*** Opening of Text for analysis ***

The calendar tells me that I must have been nine when the mother of my school friend Sean phoned my mother and asked whether I wanted to go see a movie with her boy that afternoon. I’d never heard a single word about Raiders of the Lost Ark, or seen a TV ad, and spent the next couple of hours ready to see my buddy but very skeptical about the film. I’d half-convinced myself it was going to be an old documentary about Noah’s Ark shown at Sean’s church. That ended up being possibly the best movie-going experience that anybody’s ever had.
I almost pulled off the same blind spoiler for our son last night. I was slightly foiled by Lucas’s decision to quasi-rename the movie on the DVD menu – mercifully not on the print of the film itself – Indiana Jones and the Raiders of the Lost Ark. So since we’ve been watching Young Indy (we’re halfway through and will pick back up in a couple of weeks), he knows who the character is and I did tell him some time back that at some point we’d meet the adult Indiana Jones.
Of course, as entertaining as Young Indy often is, there’s little in that show to prepare anybody for what a mad, wonderful rollercoaster this movie is.

*** Close of Text for analysis ***
*** Opening of Data section ***

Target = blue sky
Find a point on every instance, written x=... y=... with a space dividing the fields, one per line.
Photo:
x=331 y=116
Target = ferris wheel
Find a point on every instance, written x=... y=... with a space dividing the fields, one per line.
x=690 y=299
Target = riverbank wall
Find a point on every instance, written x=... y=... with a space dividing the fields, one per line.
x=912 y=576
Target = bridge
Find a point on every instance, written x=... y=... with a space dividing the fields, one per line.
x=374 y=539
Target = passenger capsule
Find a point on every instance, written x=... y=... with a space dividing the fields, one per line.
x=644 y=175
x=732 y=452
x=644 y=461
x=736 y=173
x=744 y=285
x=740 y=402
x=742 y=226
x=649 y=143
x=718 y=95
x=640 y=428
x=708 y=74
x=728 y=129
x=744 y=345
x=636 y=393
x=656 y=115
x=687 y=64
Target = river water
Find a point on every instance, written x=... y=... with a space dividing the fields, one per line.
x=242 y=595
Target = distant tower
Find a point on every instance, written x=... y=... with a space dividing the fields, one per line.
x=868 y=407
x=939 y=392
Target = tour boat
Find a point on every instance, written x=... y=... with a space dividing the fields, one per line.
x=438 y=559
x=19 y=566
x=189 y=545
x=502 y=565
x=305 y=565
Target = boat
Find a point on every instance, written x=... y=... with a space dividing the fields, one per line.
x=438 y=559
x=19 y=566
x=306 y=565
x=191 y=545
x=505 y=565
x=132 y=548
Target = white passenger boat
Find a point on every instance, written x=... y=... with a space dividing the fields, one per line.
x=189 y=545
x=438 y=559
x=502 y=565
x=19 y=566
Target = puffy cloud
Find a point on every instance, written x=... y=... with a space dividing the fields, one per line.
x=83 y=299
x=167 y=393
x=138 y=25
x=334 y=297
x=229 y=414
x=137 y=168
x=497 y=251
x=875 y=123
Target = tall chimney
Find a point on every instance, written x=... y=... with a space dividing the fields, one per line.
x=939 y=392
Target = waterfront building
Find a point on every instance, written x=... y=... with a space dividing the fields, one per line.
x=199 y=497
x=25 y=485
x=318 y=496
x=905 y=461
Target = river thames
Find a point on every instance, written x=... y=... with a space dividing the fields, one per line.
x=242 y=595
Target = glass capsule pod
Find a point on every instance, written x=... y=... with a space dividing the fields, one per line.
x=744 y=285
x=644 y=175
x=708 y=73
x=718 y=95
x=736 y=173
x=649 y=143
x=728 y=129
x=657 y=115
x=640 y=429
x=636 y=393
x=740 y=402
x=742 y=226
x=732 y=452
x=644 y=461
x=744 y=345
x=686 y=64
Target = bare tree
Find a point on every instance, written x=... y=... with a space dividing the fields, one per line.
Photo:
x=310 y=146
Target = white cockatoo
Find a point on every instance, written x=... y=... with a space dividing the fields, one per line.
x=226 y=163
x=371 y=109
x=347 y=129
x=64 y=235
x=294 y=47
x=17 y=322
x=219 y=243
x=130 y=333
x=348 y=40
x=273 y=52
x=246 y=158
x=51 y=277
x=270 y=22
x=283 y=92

*** Close of Data section ***

» Activities
1/ According to the text about Raiders of the Lost Ark, what had the writer half-convinced themself the film would turn out to be?
2/ Proceed with the text about Raiders of the Lost Ark, picking up right after its final sentence.
These records have no connection to the text about Raiders of the Lost Ark.

» List of answers
1/ An old documentary about Noah's Ark shown at Sean's church.

2/
It would be about accurate to say that Raiders blew our kid’s mind. He jibbered and jabbered when it finished, after having spent giant chunks of the previous two hours with his jaw on the floor, and couldn’t decide what his favorite part was. He eventually settled on the fight at the airplane – that scene does, of course, feature explosions – but I think he loved practically every minute of it. Even after having watched this movie something on the order of forty or fifty times, I remain so impressed by the pacing. Not one of the exposition scenes – call ’em “talky scenes” when you’re looking at them through a kid’s eyes – goes on too long for a typical child’s attention span. There are spiders and snakes and truck chases and blood and skeletons and one delicious fight after another.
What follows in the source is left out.